* Start ROWS *

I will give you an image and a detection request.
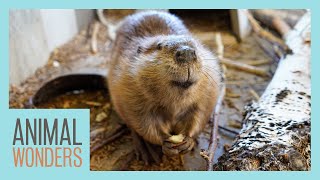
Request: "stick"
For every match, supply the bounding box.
[91,23,100,54]
[218,126,239,135]
[207,85,225,171]
[252,10,291,37]
[90,126,128,154]
[249,88,260,101]
[200,34,226,171]
[246,59,270,66]
[247,12,291,52]
[220,58,269,77]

* End ROWS *

WHAT TO DO: Put every line of the material above into a Markdown table with the columns "No." and "Text", numbering the rows and leaving out blank lines. Leave the picture out of the table.

RESULT OF THE EXERCISE:
| No. | Text |
|---|---|
| 1 | I will give you an image and a detection request. |
| 2 | Request: "stick" |
| 3 | For every match, supply the bounding box. |
| 4 | [91,23,100,54] |
| 5 | [218,126,239,135] |
| 6 | [207,85,225,171] |
| 7 | [252,10,291,37] |
| 8 | [90,126,128,154] |
| 9 | [249,88,260,101] |
| 10 | [200,34,226,171] |
| 11 | [246,59,270,66] |
| 12 | [247,12,291,52] |
| 13 | [220,58,269,77] |